## WHAT IS BEING ASKED
If a picture appears among the records, leave it out and set down everything else exactly as it stands.

## RECORDS TO USE
————————

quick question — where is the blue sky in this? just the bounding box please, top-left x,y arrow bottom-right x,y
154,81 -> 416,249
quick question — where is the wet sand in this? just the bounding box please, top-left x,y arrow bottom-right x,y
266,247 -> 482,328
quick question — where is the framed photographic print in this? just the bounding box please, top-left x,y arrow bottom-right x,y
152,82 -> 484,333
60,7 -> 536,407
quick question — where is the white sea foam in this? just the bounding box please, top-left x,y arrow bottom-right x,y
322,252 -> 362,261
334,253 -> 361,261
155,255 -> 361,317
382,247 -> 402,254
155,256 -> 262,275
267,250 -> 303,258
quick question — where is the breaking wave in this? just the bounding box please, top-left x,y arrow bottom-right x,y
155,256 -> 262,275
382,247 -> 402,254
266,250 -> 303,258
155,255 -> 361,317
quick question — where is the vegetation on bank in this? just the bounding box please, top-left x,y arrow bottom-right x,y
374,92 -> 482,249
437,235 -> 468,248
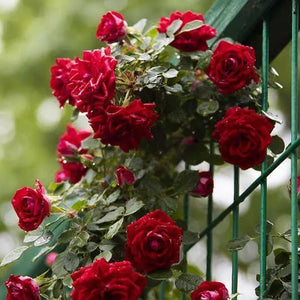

————————

## OUTPUT
quick question — where is the blue sky in this? just the bounding box please, top-left x,y arrow bottom-right x,y
154,81 -> 416,249
quick question — where is the wet sand in this? just the bounding box please, top-left x,y arrow bottom-right x,y
266,247 -> 482,328
quick question — where is the framed photographic print in this? just the bounding box please, top-left x,y arrow bottom-right x,y
152,82 -> 484,333
60,7 -> 536,407
quick question — where is the white sea foam in this? just the bounding box please, top-left x,y arrow bottom-right x,y
322,252 -> 362,261
334,253 -> 361,261
155,255 -> 361,317
382,247 -> 402,254
155,256 -> 262,275
267,250 -> 303,258
quick question — where is the breaking wave in this? just the bounding box please, top-left x,y arrow bottom-right x,y
155,256 -> 262,275
382,247 -> 402,254
266,250 -> 303,258
155,255 -> 361,317
quick question — where is the vegetation on bank in this? just the bounding box please, top-left x,y arrow bottom-right x,y
374,92 -> 482,249
437,235 -> 468,248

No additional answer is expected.